* Document section *
•••••
Concerning my short-term goals, I aim at receiving a Family Nurse Practitioner specialization or the Master of Public Health, preferably via live studying. In this regard, I consider several opportunities, including the universities indicated above and local institutions such as Florida International University or Barry University. It is worth adding that the MPH primarily attracts me by the upcoming incremental demand in nurses because of both the current pandemic and future challenges. Besides, I would like to improve the wellbeing of our communities by helping prevent different chronic and infectious illnesses and providing education, examination, and counseling. Undoubtedly, after graduating, I plan to devote my effort to refine the population health of Miami or at least Florida. However, I also understand that the healthcare sector experiences an acute deficit in specialists, and therefore, I am ready to serve where I may be needed.

Long-term objectives are much more difficult to project. Definitely, after acquiring some experience, for instance, 3-5 years, I would like to obtain DNP to be able to take a leadership role in one of the healthcare organizations and promote public health through research and best prophylactic practices. In addition, I consider perspectives of teaching or instructing in various organizations, including educational establishments. I also plan to broaden my knowledge by visiting some online workshops intended to learn specific skills both related to nursing activities and administrative functions.


A nurse practitioner N. with seven-year experience has been interviewed about the main aspects of her career, namely, its advantages, challenges, and problems. In particular, the primary advantage connected with a NP’s specialization is that they always feel that their service is highly needed for sick individuals and mostly bring noticeable benefit for patient’s wellbeing. Moreover, in daily practice, nurses have excellent opportunities to develop personally and professionally and acquire diverse knowledge, which also gives much pleasure. However, almost all nurses face overload because of different causes, including understaffing, intense working periods, and demanding patients, supervisors, or situations. Besides, various issues associated with protected health information (PHI) also can place some pressure. She said that one worker was even dismissed for posting a photo with a patient. Overall, the interviewee concluded that, although this profession is engaging and multi-faceted, it also entails significant responsibility, attention, and caution.
•••••
* Dataset entries *
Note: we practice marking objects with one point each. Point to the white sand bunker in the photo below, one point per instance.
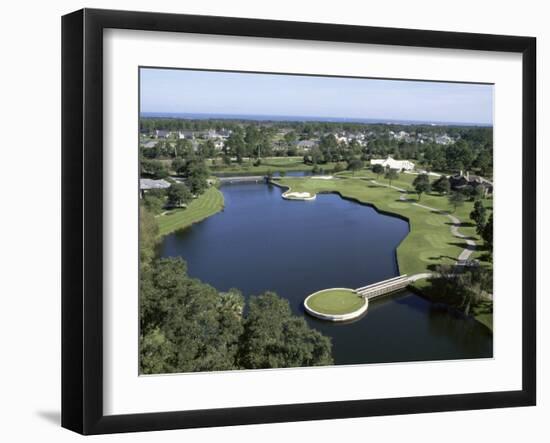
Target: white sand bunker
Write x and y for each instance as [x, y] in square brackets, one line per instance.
[298, 196]
[323, 177]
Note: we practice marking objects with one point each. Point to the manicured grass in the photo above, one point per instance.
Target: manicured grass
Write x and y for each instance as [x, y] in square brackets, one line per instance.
[207, 204]
[336, 301]
[430, 241]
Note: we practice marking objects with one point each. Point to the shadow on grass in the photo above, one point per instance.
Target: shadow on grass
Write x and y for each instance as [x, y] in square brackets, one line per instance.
[461, 225]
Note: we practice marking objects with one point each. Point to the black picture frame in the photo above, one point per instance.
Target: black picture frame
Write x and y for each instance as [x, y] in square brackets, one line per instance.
[82, 218]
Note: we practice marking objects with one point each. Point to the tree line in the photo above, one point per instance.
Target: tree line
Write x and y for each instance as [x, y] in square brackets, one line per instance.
[187, 325]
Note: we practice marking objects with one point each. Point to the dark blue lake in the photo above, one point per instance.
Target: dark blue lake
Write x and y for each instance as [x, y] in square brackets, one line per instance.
[262, 242]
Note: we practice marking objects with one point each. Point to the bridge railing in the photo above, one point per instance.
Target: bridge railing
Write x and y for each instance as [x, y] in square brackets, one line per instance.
[384, 287]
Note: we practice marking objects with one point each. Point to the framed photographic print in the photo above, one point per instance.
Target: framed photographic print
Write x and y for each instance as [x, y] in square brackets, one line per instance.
[270, 221]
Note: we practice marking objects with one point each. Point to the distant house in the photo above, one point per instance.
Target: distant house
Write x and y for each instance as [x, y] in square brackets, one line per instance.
[306, 145]
[461, 181]
[161, 133]
[146, 184]
[224, 133]
[150, 144]
[389, 162]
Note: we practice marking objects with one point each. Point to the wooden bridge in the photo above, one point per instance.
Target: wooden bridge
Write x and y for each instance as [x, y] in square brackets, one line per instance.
[385, 286]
•••••
* Complete the following *
• A. In the text on nursing career goals, rewrite the passage between "Long-term objectives are" and "and administrative functions.", inclusive, replacing "workshops" with "seminars".
• B. Answer these questions from the text on nursing career goals:
(i) Which two local institutions does the writer name as options?
(ii) After roughly how many years of experience does the writer want to obtain a DNP?
(iii) How many years of experience does the interviewed nurse practitioner have?

* Answers below *
• A.
Long-term objectives are much more difficult to project. Definitely, after acquiring some experience, for instance, 3-5 years, I would like to obtain DNP to be able to take a leadership role in one of the healthcare organizations and promote public health through research and best prophylactic practices. In addition, I consider perspectives of teaching or instructing in various organizations, including educational establishments. I also plan to broaden my knowledge by visiting some online seminars intended to learn specific skills both related to nursing activities and administrative functions.

• B.
(i) Florida International University and Barry University
(ii) 3-5 years
(iii) Seven years